Given exercise: Copy out each of the entries below line for line, without changing anything.

(Extracted data entries)
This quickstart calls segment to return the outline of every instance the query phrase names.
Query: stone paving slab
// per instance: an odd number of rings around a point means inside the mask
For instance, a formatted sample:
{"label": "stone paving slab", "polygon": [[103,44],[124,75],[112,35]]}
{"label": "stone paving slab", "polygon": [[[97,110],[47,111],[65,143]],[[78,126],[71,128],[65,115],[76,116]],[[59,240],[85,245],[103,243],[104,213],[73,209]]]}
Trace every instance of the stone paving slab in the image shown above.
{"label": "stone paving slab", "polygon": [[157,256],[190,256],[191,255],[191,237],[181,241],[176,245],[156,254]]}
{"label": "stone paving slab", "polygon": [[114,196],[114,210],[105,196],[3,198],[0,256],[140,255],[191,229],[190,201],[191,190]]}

Complete output:
This quickstart calls segment to return the outline of every instance the query phrase names.
Query: stone paving slab
// per instance: an odd number of rings around a point means inside the mask
For instance, a formatted sample:
{"label": "stone paving slab", "polygon": [[103,44],[124,75],[112,35]]}
{"label": "stone paving slab", "polygon": [[[97,110],[47,111],[65,143]],[[78,126],[71,128],[65,115],[76,116]],[[59,240],[85,245],[103,243],[104,213],[73,209]]]}
Trace every instance of the stone paving slab in the image shown above.
{"label": "stone paving slab", "polygon": [[157,256],[190,256],[191,255],[191,237],[181,241],[176,245],[156,254]]}
{"label": "stone paving slab", "polygon": [[114,196],[114,210],[105,196],[3,198],[0,256],[140,255],[191,229],[190,201],[191,190]]}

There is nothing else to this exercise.